• _MATERIAL PROVIDED_
◇ ◇ ◇
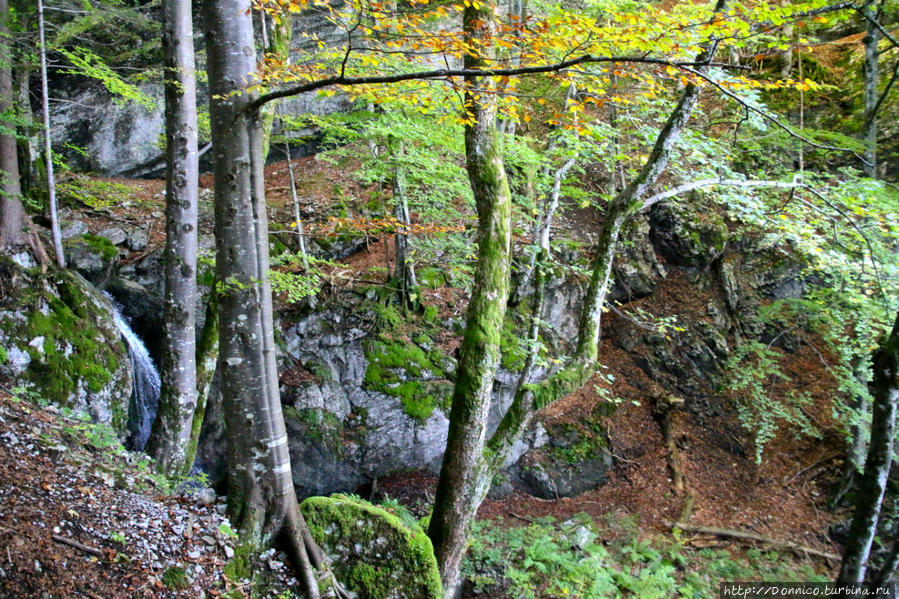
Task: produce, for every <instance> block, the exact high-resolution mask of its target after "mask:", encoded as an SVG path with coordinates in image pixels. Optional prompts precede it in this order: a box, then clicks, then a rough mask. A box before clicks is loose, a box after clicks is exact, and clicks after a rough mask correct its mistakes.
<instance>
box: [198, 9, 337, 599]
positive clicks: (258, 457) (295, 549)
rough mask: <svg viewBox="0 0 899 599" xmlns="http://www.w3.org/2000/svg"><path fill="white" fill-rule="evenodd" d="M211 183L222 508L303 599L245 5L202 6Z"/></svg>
mask: <svg viewBox="0 0 899 599" xmlns="http://www.w3.org/2000/svg"><path fill="white" fill-rule="evenodd" d="M203 16H204V19H205V28H206V50H207V55H208V63H207V71H208V74H209V94H210V96H209V113H210V122H211V125H212V147H213V149H212V152H213V163H214V174H213V177H214V186H215V235H216V243H217V248H216V279H217V284H216V289H215V293H216V294H217V296H218V320H219V356H218V366H217V368H218V371H219V373H220V380H221V392H222V396H223V397H224V400H225V420H226V426H227V441H228V451H227V452H228V512H229V515H230V517H231V522H232V523H233V524H234V526H235V527H236V528H237V530H238V531H239V532H240V534H241V538H242V540H243V542H245V543H248V544H250V545H252V546H256V547H261V546H265V545H268V544H271V543H272V542H273V541H274V540H275V539H276V538H278V537H279V536H280V537H282V538H283V539H284V540H285V542H286V545H287V547H288V548H289V550H290V553H291V557H292V559H293V562H294V565H295V566H296V569H297V574H298V577H299V578H300V580H301V581H302V584H303V588H304V590H305V591H306V594H307V596H308V597H310V599H314V598H317V597H318V596H319V591H318V582H317V580H316V575H315V572H314V570H315V569H318V570H324V569H326V567H327V566H326V563H325V559H324V556H323V554H322V553H321V551H320V550H319V549H318V547H317V546H316V545H315V542H314V540H313V539H312V537H311V535H310V534H309V530H308V528H307V527H306V523H305V521H304V519H303V516H302V514H301V513H300V510H299V504H298V503H297V497H296V492H295V491H294V487H293V477H292V474H291V466H290V454H289V453H288V447H287V432H286V428H285V425H284V416H283V414H282V412H281V401H280V397H279V391H278V372H277V364H276V361H275V360H276V349H275V341H274V329H273V327H274V325H273V312H272V294H271V284H270V281H269V276H268V270H269V247H268V222H267V215H266V207H265V189H264V184H263V166H264V162H263V156H262V117H261V115H260V113H259V111H258V110H256V109H252V108H250V102H251V100H252V96H251V95H250V93H248V92H247V82H248V81H249V80H250V78H251V77H252V75H253V73H254V71H255V66H256V59H255V46H254V41H253V28H252V22H251V20H250V5H249V2H248V1H247V0H205V1H204V3H203Z"/></svg>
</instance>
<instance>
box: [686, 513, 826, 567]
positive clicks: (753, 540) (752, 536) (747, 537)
mask: <svg viewBox="0 0 899 599" xmlns="http://www.w3.org/2000/svg"><path fill="white" fill-rule="evenodd" d="M671 528H679V529H681V530H683V531H684V532H688V533H692V534H700V535H713V536H716V537H723V538H728V539H737V540H740V541H753V542H756V543H764V544H765V545H771V546H772V547H775V548H777V549H789V550H790V551H794V552H796V553H804V554H807V555H814V556H816V557H821V558H824V559H827V560H831V561H834V562H839V561H840V559H841V558H840V556H839V555H836V554H834V553H827V552H824V551H819V550H817V549H814V548H813V547H807V546H805V545H799V544H798V543H791V542H789V541H778V540H776V539H772V538H770V537H766V536H763V535H759V534H756V533H754V532H746V531H743V530H733V529H730V528H717V527H714V526H696V525H694V524H687V523H686V522H673V523H671Z"/></svg>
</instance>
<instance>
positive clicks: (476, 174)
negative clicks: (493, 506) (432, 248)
mask: <svg viewBox="0 0 899 599" xmlns="http://www.w3.org/2000/svg"><path fill="white" fill-rule="evenodd" d="M723 8H724V0H719V1H718V3H717V6H716V8H715V12H716V13H719V12H720V11H721V10H722V9H723ZM491 15H492V7H490V6H483V5H480V7H479V8H474V6H470V7H467V8H466V9H465V13H464V19H465V20H464V23H465V26H466V28H465V31H466V33H467V34H468V35H473V34H476V33H482V31H481V28H482V27H485V26H489V24H490V22H491V21H490V19H491ZM713 55H714V43H713V44H712V45H711V46H710V47H709V48H708V49H706V50H705V51H703V52H702V53H701V54H700V56H699V57H698V59H697V62H703V61H710V60H711V58H712V56H713ZM467 61H472V65H471V66H472V67H477V66H480V64H481V63H479V62H478V61H477V60H476V59H473V58H468V59H467ZM468 64H469V63H468V62H466V66H468ZM699 93H700V90H699V88H698V87H696V86H694V85H692V84H691V85H687V86H686V88H685V89H684V92H683V94H682V95H681V98H680V101H679V102H678V103H677V105H676V106H675V108H674V110H673V111H672V113H671V115H670V116H669V118H668V120H667V121H666V123H665V125H664V127H663V128H662V130H661V132H660V133H659V136H658V138H657V139H656V142H655V145H654V147H653V150H652V152H651V153H650V155H649V157H648V158H647V160H646V163H645V164H644V166H643V168H642V169H641V171H640V173H639V174H638V175H637V177H636V178H635V179H634V180H633V181H632V182H631V183H630V184H629V185H628V186H627V187H626V188H625V189H624V190H622V191H621V193H619V194H618V196H616V197H615V198H614V199H613V201H612V203H611V204H610V206H609V207H608V209H607V210H606V215H605V219H604V221H603V225H602V229H601V231H600V234H599V239H598V242H597V245H598V249H597V253H596V256H595V258H594V259H593V264H592V275H591V280H590V285H589V288H588V291H587V296H586V298H585V302H584V307H583V312H582V314H581V319H580V322H579V332H578V341H577V346H576V351H575V355H574V356H573V358H572V360H571V361H570V362H569V363H568V364H566V365H565V367H563V368H562V369H561V370H559V371H558V372H556V373H555V374H553V375H552V376H550V377H549V378H547V379H546V380H544V381H542V382H540V383H534V384H528V383H527V382H526V380H527V378H528V373H527V372H525V373H523V375H522V377H521V378H520V385H519V390H518V392H517V393H516V395H515V398H514V399H513V402H512V404H511V406H510V407H509V409H508V411H507V412H506V414H505V415H504V417H503V419H502V421H501V422H500V425H499V427H498V429H497V431H496V432H495V433H494V434H493V436H492V437H491V438H490V439H489V441H488V440H487V439H486V432H487V430H486V427H487V414H488V411H489V408H490V401H491V398H492V387H493V378H494V376H495V374H496V368H497V363H498V360H499V351H498V349H499V348H498V345H499V331H500V328H501V327H502V321H503V317H504V315H505V303H506V300H507V294H508V288H509V253H508V252H509V246H508V243H509V237H508V235H509V232H508V223H509V200H508V185H507V184H506V180H505V172H504V170H503V167H502V162H501V159H500V157H499V155H498V151H497V144H496V139H497V134H496V129H495V127H494V125H493V123H494V120H493V119H494V115H493V113H492V106H490V105H488V104H484V102H487V101H488V100H485V99H484V98H485V96H489V95H490V94H484V93H480V94H479V93H478V89H477V86H475V85H471V83H470V88H469V92H468V95H467V96H466V105H467V106H468V107H469V110H471V111H473V114H472V116H474V124H472V125H468V126H467V127H466V136H465V141H466V157H467V160H468V163H467V167H468V172H469V177H470V178H471V183H472V189H473V191H474V196H475V199H476V201H477V206H478V219H479V222H478V225H479V235H480V246H479V254H478V259H479V260H478V270H477V272H476V273H475V287H474V291H473V294H472V299H471V302H470V304H469V308H468V313H467V323H466V330H465V335H464V337H463V340H462V346H461V349H460V356H459V362H458V367H457V371H456V384H455V388H454V392H453V405H452V409H451V413H450V427H449V435H448V438H447V447H446V453H445V454H444V458H443V465H442V468H441V471H440V479H439V482H438V486H437V493H436V497H435V502H434V513H433V515H432V516H431V524H430V527H429V529H428V535H429V536H430V537H431V540H432V542H433V543H434V551H435V553H436V556H437V563H438V565H439V567H440V575H441V579H442V581H443V585H444V592H445V593H446V596H447V597H448V598H449V597H452V596H454V594H455V592H456V589H457V588H458V585H459V582H460V580H459V566H460V563H461V559H462V556H463V554H464V551H465V543H466V538H467V531H468V526H469V524H470V523H471V521H472V519H473V518H474V515H475V514H476V513H477V509H478V507H479V506H480V505H481V503H482V502H483V500H484V498H485V497H486V495H487V492H488V490H489V489H490V484H491V481H492V478H493V476H494V475H495V474H496V473H497V472H498V471H499V470H500V468H502V466H503V465H504V463H505V461H506V459H507V458H508V456H509V455H510V453H511V450H512V447H513V446H514V445H515V443H516V442H517V441H518V440H519V439H520V438H521V436H522V435H523V434H524V432H525V430H526V429H527V427H528V425H529V424H530V422H531V420H532V419H533V417H534V415H535V414H536V412H537V410H539V409H540V408H542V407H544V406H546V405H548V404H550V403H552V402H554V401H556V400H558V399H561V398H562V397H564V396H566V395H568V394H570V393H572V392H574V391H576V390H578V389H580V388H581V387H582V386H583V385H584V384H586V383H587V381H588V380H589V379H590V377H592V376H593V373H594V370H595V366H596V362H597V358H598V346H599V334H600V325H601V317H602V307H603V305H604V303H605V299H606V294H607V291H608V284H609V279H610V276H611V272H612V264H613V261H614V257H615V252H616V249H617V247H618V239H619V237H620V234H621V230H622V228H623V227H624V226H625V225H626V224H627V222H628V221H629V220H630V219H631V218H632V217H633V216H634V215H635V214H637V213H638V212H640V211H641V210H645V209H646V208H648V207H649V206H650V205H651V203H652V202H653V201H654V200H653V199H649V200H645V198H646V196H647V195H648V192H649V190H650V189H651V188H652V186H653V185H655V183H656V182H657V181H658V179H659V176H660V175H661V174H662V173H663V172H664V170H665V168H666V167H667V165H668V161H669V160H670V157H671V152H672V150H673V148H674V146H675V144H676V143H677V141H678V140H679V139H680V136H681V132H682V131H683V128H684V127H685V126H686V124H687V122H688V121H689V119H690V116H691V114H692V113H693V110H694V108H695V106H696V104H697V102H698V100H699ZM478 98H480V99H478ZM544 252H545V250H544ZM540 262H541V261H538V266H537V268H538V269H539V268H541V266H540ZM539 275H540V273H539V272H538V273H536V276H535V281H540V280H541V278H542V277H541V276H539ZM538 296H539V293H538ZM539 307H540V302H535V308H534V309H535V310H539ZM535 317H537V318H539V314H536V315H535ZM529 362H530V360H529Z"/></svg>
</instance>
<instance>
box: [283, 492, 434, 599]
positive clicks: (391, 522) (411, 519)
mask: <svg viewBox="0 0 899 599" xmlns="http://www.w3.org/2000/svg"><path fill="white" fill-rule="evenodd" d="M300 509H301V510H302V512H303V516H304V517H305V518H306V522H307V524H308V525H309V531H310V532H311V533H312V536H313V537H314V538H315V540H316V542H317V543H319V544H320V545H321V546H322V547H323V548H324V549H325V551H326V552H327V553H328V555H330V556H332V557H334V558H335V559H334V573H335V574H336V576H337V578H338V580H340V581H341V582H342V583H343V584H344V585H346V586H347V587H348V588H349V589H350V590H352V591H353V592H355V593H357V594H358V596H359V597H360V599H386V598H388V597H391V598H394V599H402V598H408V599H412V598H415V599H439V598H440V597H442V596H443V593H442V590H441V586H440V574H439V573H438V570H437V562H436V560H435V558H434V550H433V547H432V546H431V541H430V539H429V538H428V536H427V534H425V531H424V530H423V529H422V528H421V527H419V526H418V524H417V523H416V522H415V520H414V519H413V518H411V517H410V516H409V514H408V512H406V511H405V510H403V509H401V507H400V508H398V506H397V505H388V506H385V507H379V506H375V505H372V504H371V503H368V502H367V501H364V500H362V499H360V498H358V497H356V496H351V495H332V496H331V497H310V498H308V499H306V500H305V501H304V502H303V503H302V505H301V506H300Z"/></svg>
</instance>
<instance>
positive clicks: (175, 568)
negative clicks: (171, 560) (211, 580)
mask: <svg viewBox="0 0 899 599" xmlns="http://www.w3.org/2000/svg"><path fill="white" fill-rule="evenodd" d="M162 584H164V585H165V588H167V589H168V590H170V591H183V590H186V589H187V588H188V587H189V586H190V583H189V582H188V581H187V572H185V571H184V568H182V567H180V566H169V567H168V568H167V569H166V571H165V572H163V574H162Z"/></svg>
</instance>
◇ ◇ ◇
Please repeat the records from their start through the line that contains "rough mask: <svg", with "positive" replaced by "foreground" and everything else unchanged. Leave the pictures out of your answer.

• _RESPONSE BOX_
Task: produce, for every <instance> block, the exact high-resolution mask of its target after "mask:", encoded as an SVG path with coordinates in image pixels. Optional prompts precede it in this order: a box, then clicks, then a rough mask. A box before clicks is loose, a box after clicks is exact, and clicks after a rough mask correct its mistakes.
<instance>
box: [198, 9, 337, 599]
foreground clicks: (258, 457) (295, 549)
rough mask: <svg viewBox="0 0 899 599" xmlns="http://www.w3.org/2000/svg"><path fill="white" fill-rule="evenodd" d="M211 183L222 508L303 599L245 5L202 6Z"/></svg>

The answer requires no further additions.